*SUPPLIED DATA:*

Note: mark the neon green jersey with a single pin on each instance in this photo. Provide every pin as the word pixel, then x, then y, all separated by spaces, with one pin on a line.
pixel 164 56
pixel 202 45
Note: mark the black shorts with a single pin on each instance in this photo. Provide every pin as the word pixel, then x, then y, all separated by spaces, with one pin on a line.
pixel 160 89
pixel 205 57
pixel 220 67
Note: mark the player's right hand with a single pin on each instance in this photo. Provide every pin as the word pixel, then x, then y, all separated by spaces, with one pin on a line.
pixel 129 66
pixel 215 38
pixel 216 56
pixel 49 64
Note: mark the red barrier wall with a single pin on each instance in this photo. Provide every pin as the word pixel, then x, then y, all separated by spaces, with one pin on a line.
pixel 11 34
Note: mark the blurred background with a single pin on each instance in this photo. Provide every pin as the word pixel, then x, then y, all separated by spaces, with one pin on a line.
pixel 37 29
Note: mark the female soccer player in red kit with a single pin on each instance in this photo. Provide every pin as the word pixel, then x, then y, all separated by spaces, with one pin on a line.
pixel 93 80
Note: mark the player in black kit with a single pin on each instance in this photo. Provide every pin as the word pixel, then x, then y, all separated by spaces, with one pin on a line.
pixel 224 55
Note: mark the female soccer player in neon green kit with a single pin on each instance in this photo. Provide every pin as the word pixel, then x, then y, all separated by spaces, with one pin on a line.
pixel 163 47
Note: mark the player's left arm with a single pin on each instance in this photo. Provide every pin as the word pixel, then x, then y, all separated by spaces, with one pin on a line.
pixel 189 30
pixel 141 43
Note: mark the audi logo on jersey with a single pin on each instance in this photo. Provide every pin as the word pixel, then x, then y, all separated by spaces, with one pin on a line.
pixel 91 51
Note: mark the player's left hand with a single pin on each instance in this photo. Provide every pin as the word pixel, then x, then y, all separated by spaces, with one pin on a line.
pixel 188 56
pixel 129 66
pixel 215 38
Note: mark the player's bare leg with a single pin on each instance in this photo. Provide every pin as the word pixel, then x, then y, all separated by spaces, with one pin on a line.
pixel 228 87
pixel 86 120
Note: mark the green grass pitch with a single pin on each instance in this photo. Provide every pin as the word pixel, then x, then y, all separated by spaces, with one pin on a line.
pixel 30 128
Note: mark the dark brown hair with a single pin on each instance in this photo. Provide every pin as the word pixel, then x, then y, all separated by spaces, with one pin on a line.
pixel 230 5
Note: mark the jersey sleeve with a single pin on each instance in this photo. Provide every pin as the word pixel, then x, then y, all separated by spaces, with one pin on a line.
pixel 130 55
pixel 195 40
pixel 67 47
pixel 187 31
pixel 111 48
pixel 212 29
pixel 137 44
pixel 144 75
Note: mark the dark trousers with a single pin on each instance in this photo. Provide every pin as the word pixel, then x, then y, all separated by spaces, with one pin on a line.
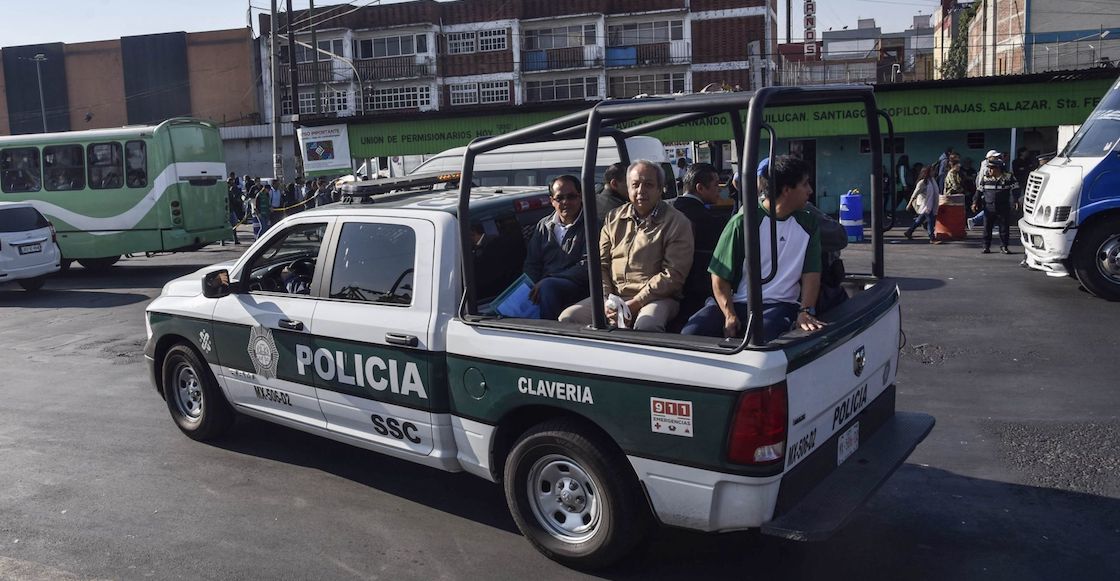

*TASK PROMPT:*
Would you restate word for word only the lines from the line with "Note: mark the jersey" to the last line above, with the pictures left out?

*EXPECTED ANSWER:*
Note: mark the jersey sleeve with a single pin on each instance in this photo. Provide every pin as the word pixel, then x, then y, all separated by spaces, with one pin on a line.
pixel 130 55
pixel 195 40
pixel 67 47
pixel 187 31
pixel 111 48
pixel 212 29
pixel 137 44
pixel 144 75
Note: mark the dark trousers with a single pin on each instance in this photo. Provide every pin as the word pixel, then x, then y, all separated by spaces, with one pin on a line.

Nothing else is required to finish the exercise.